*Текст документа*
——————————
Собственность иного рода




 

Другой пример провала, обусловленного создаваемой дискурсом «развития» ложной конструкцией Лесото, — «развитие» животноводства.

Планировщики «развития» давно рассматривали пастбища Лесото как один из немногих потенциально эксплуатируемых природных ресурсов, которыми обладает страна[3], а стада пастбищных животных — как инерционный традиционный сектор, созревший для преобразований с помощью динамичной современной денежной экономики. Для этого, согласно планировщикам, нужно развивать «подходящие рынки сбыта», управлять использованием пастбищ с целью оптимизации коммерческой продуктивности путем сокращения запасов и с помощью ассоциаций пастухов, выводить улучшенные породы и убеждать «фермеров сбывать свои непроизводительные запасы» [CIDA, 1978, p. 11].

Однако нежелание басуто воспринимать животноводство коммерчески отнюдь не является результатом традиционной инерции, а глубоко укоренено в современной капиталистической экономике трудовых резервов и частично поддерживается ею. В высоко монетизированной экономике Лесото такая вещь, как транзисторный радиоприемник или кусок мыла, может становиться объектом тех же рыночных механизмов ценообразования, предложения и спроса, как и везде. Однако крупный рогатый скот, козы и овцы подчиняются совершенно иным правилам. Хотя деньги всегда можно конвертировать в животных путем покупки, местные жители не хотят конвертировать пастбищных животных в деньги путем продажи, за исключением тех случаев, когда существует экстренная необходимость в пище, одежде или плате за обучение в школе.
——————————
*Записи*
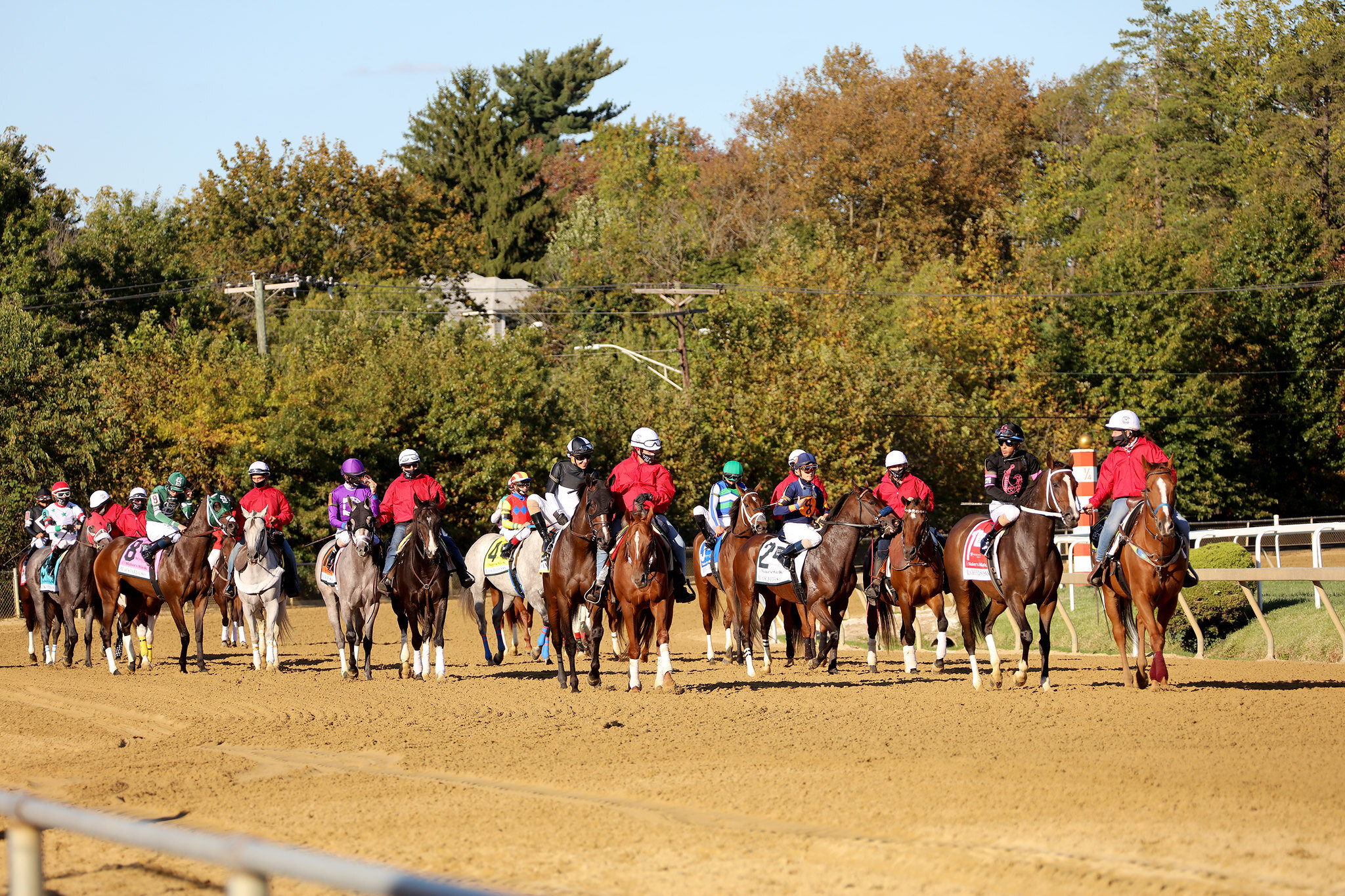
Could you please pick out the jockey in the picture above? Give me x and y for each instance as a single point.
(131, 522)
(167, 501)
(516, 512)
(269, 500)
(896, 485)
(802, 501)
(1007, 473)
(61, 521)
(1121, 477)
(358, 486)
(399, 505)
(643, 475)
——————————
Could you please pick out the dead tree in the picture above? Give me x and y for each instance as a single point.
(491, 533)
——————————
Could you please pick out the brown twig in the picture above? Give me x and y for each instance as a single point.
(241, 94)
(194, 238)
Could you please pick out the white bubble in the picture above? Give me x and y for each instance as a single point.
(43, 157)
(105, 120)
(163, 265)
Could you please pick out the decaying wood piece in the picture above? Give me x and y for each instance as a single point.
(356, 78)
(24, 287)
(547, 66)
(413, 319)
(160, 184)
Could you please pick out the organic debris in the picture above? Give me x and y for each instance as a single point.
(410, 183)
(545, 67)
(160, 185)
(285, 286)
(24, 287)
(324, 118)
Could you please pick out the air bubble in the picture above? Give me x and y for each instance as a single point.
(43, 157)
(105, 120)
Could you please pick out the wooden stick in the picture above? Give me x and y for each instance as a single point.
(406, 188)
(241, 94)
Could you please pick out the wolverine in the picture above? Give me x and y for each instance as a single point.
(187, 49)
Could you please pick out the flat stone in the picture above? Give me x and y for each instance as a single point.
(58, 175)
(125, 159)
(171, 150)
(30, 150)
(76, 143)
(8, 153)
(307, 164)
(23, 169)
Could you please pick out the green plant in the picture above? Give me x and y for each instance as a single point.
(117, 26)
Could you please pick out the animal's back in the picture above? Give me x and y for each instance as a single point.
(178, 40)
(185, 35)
——————————
*Задача*
В каких случаях, согласно тексту документа, местные жители Лесото соглашаются продавать пастбищных животных?

*Результат*
Только когда существует экстренная необходимость в пище, одежде или плате за обучение в школе.